* Text shown:
┌────────

The federal government is slated to draft a budget amid sustained inflationary pressures
Inflation, coupled with the public’s “inflationary expectations”, is likely to have an outsized influence on the federal government’s approach as it drafts the 2023 budget, according to former Canadian finance minister John Manley.
This is mainly because Canada’s fiscal and monetary policy are not fully in sync, with fiscal deficits and elevated interest rates occuring at the same time, Manley said in an interview with BNN Bloomberg.
Manley called on the Liberal administration to consider reducing federal spending in the current high-inflation environment.
“If they continue with the mindset that we’re still back three years in the beginning of the pandemic, and it’s time to keep holding up the fire hose and spraying the money out just to keep everything going, then I think they’re going to fuel inflation rather than to resist it,” Manley said.
Complicating matters is that Canadian consumers have adjusted accordingly to the expectations that “inflation is continuing to rage,” Manley said.

└────────

* Records provided:
┌────────

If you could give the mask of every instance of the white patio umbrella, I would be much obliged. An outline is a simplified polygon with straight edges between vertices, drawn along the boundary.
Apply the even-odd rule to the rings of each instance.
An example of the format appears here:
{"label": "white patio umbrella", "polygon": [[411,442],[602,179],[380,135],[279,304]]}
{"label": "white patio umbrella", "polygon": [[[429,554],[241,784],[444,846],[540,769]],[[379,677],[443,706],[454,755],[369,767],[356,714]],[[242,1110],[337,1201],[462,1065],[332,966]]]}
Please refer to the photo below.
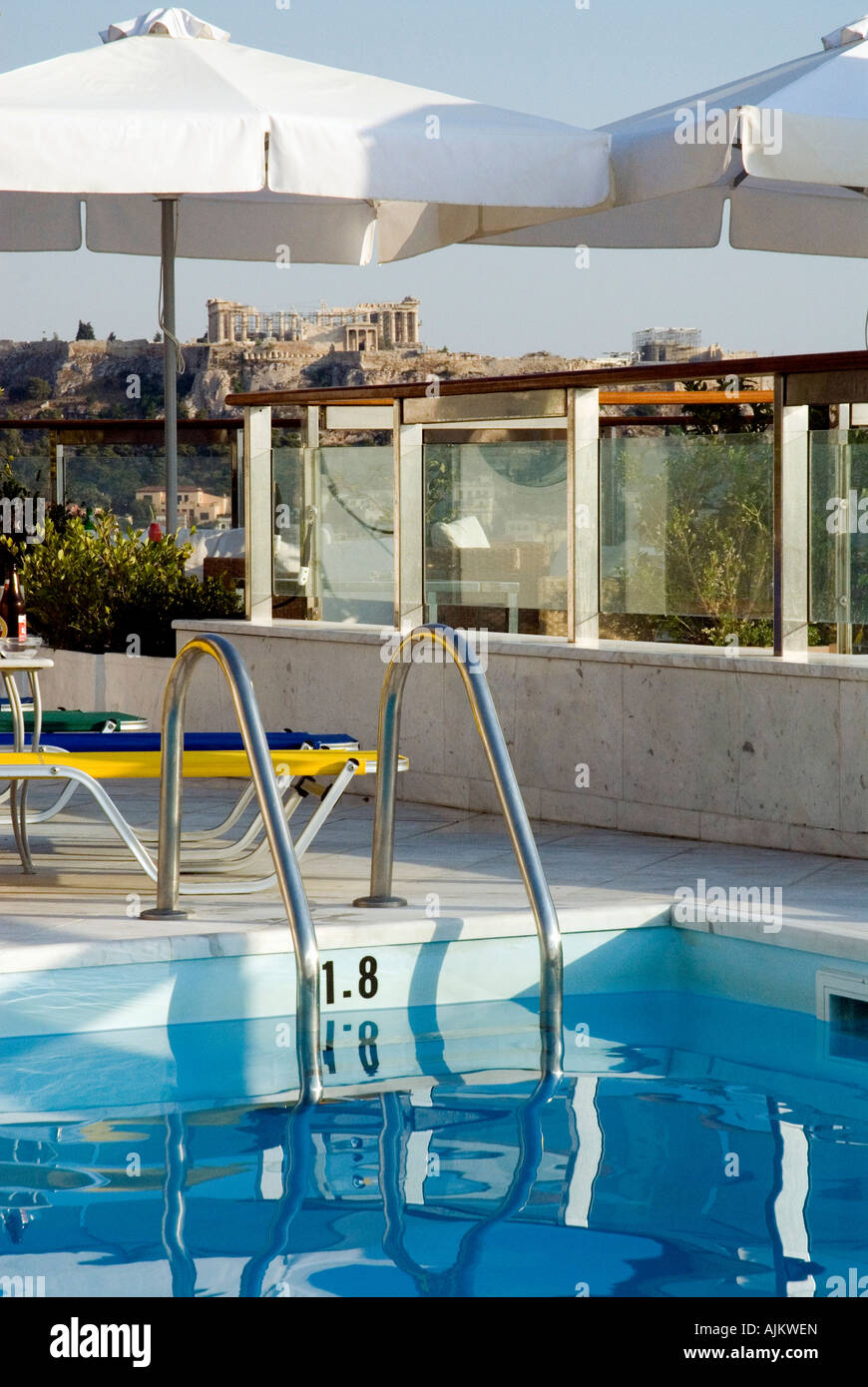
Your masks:
{"label": "white patio umbrella", "polygon": [[616,205],[487,244],[717,245],[868,257],[868,17],[824,49],[628,117],[611,136]]}
{"label": "white patio umbrella", "polygon": [[609,137],[229,42],[186,10],[0,75],[0,251],[162,257],[176,526],[175,257],[366,264],[610,203]]}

└────────

* Task requirements:
1. According to the text on the federal budget, what position did John Manley formerly hold?
2. Rewrite the stretch of the text on the federal budget from "The federal government is" through "minister John Manley.", substituting "fiscal plan" for "budget".

* Answers to the tasks:
1. He was Canada's finance minister.

2.
The federal government is slated to draft a fiscal plan amid sustained inflationary pressures
Inflation, coupled with the public’s “inflationary expectations”, is likely to have an outsized influence on the federal government’s approach as it drafts the 2023 fiscal plan, according to former Canadian finance minister John Manley.